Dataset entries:
*** Block opens ***

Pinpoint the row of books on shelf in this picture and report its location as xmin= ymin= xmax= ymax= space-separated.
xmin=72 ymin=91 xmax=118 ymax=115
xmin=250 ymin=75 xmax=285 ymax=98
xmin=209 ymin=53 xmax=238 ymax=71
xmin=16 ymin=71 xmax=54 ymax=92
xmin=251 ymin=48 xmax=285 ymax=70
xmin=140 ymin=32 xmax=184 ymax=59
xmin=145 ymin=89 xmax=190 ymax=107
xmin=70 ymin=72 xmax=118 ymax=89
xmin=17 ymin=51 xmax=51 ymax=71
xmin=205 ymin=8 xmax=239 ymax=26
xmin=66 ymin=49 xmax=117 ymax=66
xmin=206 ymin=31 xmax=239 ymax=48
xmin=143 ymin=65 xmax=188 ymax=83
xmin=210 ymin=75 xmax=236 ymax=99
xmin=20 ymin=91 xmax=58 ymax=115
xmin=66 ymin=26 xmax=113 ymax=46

*** Block closes ***

What is being asked
Please give every entry again, precisely as it appears.

Solution
Pinpoint the row of books on shelf in this picture and report its location as xmin= ymin= xmax= ymax= space-separated.
xmin=72 ymin=91 xmax=118 ymax=115
xmin=250 ymin=75 xmax=285 ymax=98
xmin=209 ymin=53 xmax=238 ymax=71
xmin=16 ymin=71 xmax=54 ymax=92
xmin=251 ymin=48 xmax=285 ymax=70
xmin=140 ymin=32 xmax=184 ymax=59
xmin=145 ymin=89 xmax=190 ymax=107
xmin=70 ymin=72 xmax=118 ymax=89
xmin=17 ymin=51 xmax=51 ymax=71
xmin=205 ymin=8 xmax=239 ymax=26
xmin=66 ymin=49 xmax=117 ymax=66
xmin=206 ymin=31 xmax=239 ymax=48
xmin=143 ymin=65 xmax=188 ymax=83
xmin=210 ymin=75 xmax=236 ymax=99
xmin=20 ymin=91 xmax=58 ymax=115
xmin=66 ymin=26 xmax=113 ymax=46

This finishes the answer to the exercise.